**What you have to do**
From the interview passage on approval and the gospel below, reproduce word for word the section that opens with the words containing "What those verses" and closes with "entitlement, and insignificance.".

**Source passage**
[start]

With Ed's permission, I am posting the entire interview here in two parts. All of the material here was adapted from the book.
How can someone live without depending upon the approval of others?
This is something that we as sinful people will struggle with for the rest of our lives. None of us will ever come to a place where what people think about us (good or bad) doesn't matter to us at all. But a deep grasp of the gospel does help us to become less dependent on the approval of others because the gospel announces that all of the approval we long for and need, Christ has already secured for us. We no longer need to live under the slavish pressure of trying to earn the approval of others because Jesus has already earned God's approval for us.
In the book I tell the story of how this became real to me.
With the merger of the church I planted and Coral Ridge back in 2009 and the leadership transition that accompanied it, a small but vocal group of long-time Coral Ridge members immediately began voicing opposition to practically any and every change we initiated. Blogs were posted, letters were circulated---some anonymously---with false accusations about me. Just three months after I arrived, a vigorous petition drive was started to get me removed. Battle lines were drawn, rumors raced. There was a crescendo of misunderstandings, frustration, and pain. Just three months in, I was ready to call it quits.
About that time, I opened up my Bible and in the reading plan I was following, it so happened that the day's passages included the first chapter of Paul's letter to the Colossians.
Desperate for help from God, I read those verses and my eyes were opened to see the incredible sufficiency of Jesus with greater clarity than I'd ever experienced. In my misery I told God that I wanted my old life back. What I learned from Colossians that morning was that it wasn't so much my old life I wanted back as much as my old idols I wanted back, and God loved me too much to give them back to me.
You see, I never realized how dependent I'd become on human approval and acceptance until it was taken away. For the first time, I found myself in the uncomfortable position of being deeply disliked and distrusted. I was realizing just how much I'd been relying on the endorsement of others to validate me--to make me feel like I mattered. In and of itself, human approval and acceptance are not bad things. They are, in fact, a gift from God. But I had turned them into idols by making them my primary source of meaning and value and worth and significance, so that without them I was miserable and depressed.
The verses that set me free, specifically, were Colossians 1:9-14. In those verses the Apostle Paul says (my summary): You will grow in your understanding of God's will, be filled with spiritual wisdom and understanding, increase in your knowledge of God, be strengthened with God's power which will produce joy filled patience and endurance (v.9-12a) as you come to a greater realization that you've already been qualified, delivered, transferred, redeemed, and forgiven (v.12b-14).
What those verses liberatingly taught me was that because of Jesus' finished work for me, I already had the justification, approval, acceptance, security, freedom, affection, cleansing, new beginning, righteousness, and rescue I was longing for. I started to see the many-faceted dimensions of the gospel in a more dazzling way. I was realizing in a fresh way the now-power of the gospel--that the gospel doesn't simply rescue us from the past and rescue us for the future. It also rescues us in the present from being enslaved to things like fear, insecurity, anger, self-reliance, bitterness, entitlement, and insignificance.
It was on that day that Jesus plus nothing equals everything became for me more than a preachable tagline. It became my functional lifeline.

[end]

**Dataset content**
[start]

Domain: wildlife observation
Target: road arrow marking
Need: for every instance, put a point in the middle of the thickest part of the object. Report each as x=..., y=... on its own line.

[end]

**Solution to the exercise**
What those verses liberatingly taught me was that because of Jesus' finished work for me, I already had the justification, approval, acceptance, security, freedom, affection, cleansing, new beginning, righteousness, and rescue I was longing for. I started to see the many-faceted dimensions of the gospel in a more dazzling way. I was realizing in a fresh way the now-power of the gospel--that the gospel doesn't simply rescue us from the past and rescue us for the future. It also rescues us in the present from being enslaved to things like fear, insecurity, anger, self-reliance, bitterness, entitlement, and insignificance.